[Dataset entries]
------------------------

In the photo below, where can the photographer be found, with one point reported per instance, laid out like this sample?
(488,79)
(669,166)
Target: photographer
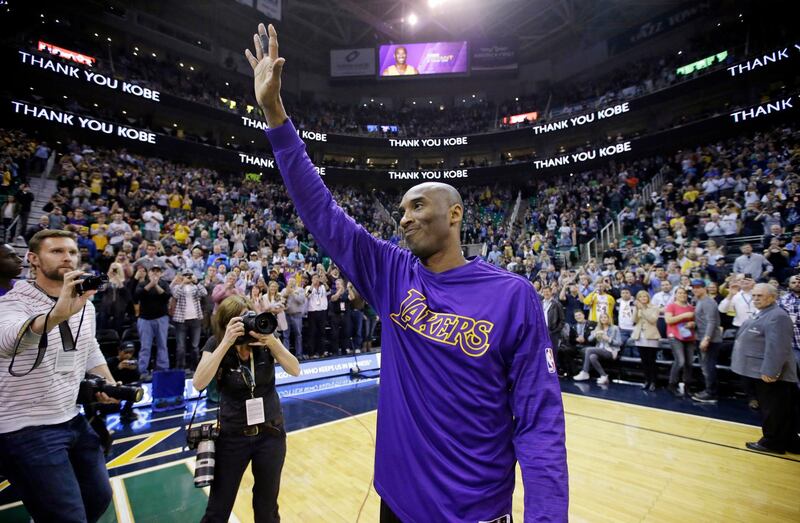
(48,451)
(249,432)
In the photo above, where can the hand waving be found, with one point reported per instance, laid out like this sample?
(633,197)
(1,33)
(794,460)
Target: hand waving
(267,68)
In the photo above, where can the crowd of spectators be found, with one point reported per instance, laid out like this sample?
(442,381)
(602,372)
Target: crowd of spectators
(175,240)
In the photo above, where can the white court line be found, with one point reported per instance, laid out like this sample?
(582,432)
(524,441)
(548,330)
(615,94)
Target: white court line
(122,504)
(647,407)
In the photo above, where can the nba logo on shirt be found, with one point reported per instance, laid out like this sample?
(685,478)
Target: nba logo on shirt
(551,362)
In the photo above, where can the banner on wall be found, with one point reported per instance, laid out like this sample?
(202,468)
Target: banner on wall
(493,56)
(353,62)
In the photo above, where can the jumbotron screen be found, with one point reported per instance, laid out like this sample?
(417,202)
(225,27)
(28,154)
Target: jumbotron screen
(423,59)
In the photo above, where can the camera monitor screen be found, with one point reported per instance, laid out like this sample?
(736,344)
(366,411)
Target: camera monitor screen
(423,59)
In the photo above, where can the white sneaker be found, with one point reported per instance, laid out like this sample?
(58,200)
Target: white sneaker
(581,376)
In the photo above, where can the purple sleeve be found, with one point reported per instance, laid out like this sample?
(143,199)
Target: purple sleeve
(539,420)
(363,258)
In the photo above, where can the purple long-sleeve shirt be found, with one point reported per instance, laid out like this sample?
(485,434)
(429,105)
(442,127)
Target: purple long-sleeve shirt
(468,383)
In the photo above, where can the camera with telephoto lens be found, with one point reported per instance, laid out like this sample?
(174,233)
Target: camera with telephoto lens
(90,282)
(263,323)
(91,385)
(202,438)
(96,411)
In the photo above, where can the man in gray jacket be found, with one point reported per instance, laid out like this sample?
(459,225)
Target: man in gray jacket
(763,354)
(709,335)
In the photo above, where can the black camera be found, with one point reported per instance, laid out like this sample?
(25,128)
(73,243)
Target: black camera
(91,385)
(96,411)
(263,323)
(202,438)
(90,282)
(201,433)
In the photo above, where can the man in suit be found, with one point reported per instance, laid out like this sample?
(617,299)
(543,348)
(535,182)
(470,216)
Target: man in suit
(763,354)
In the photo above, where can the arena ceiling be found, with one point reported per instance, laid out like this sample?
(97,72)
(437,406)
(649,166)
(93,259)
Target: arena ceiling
(311,27)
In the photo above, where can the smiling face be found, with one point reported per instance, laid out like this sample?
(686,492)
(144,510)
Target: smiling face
(400,55)
(432,214)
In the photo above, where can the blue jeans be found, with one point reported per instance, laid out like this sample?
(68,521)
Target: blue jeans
(59,471)
(149,329)
(192,327)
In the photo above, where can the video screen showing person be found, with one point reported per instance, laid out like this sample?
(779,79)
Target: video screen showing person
(423,58)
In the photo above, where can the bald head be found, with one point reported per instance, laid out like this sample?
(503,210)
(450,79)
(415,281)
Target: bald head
(431,219)
(439,191)
(764,295)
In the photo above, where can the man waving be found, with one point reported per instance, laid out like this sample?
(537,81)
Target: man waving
(468,378)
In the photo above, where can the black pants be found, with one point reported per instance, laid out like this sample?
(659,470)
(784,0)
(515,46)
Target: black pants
(648,355)
(565,358)
(316,330)
(776,405)
(267,452)
(387,516)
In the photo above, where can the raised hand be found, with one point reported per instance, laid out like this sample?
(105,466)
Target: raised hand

------------------------

**Task item**
Filter the records above and return every line that holds the word "raised".

**Answer to this problem**
In the photo above, where can the raised hand be found, with one point reported per instance, laid out like this sample?
Target: raised hand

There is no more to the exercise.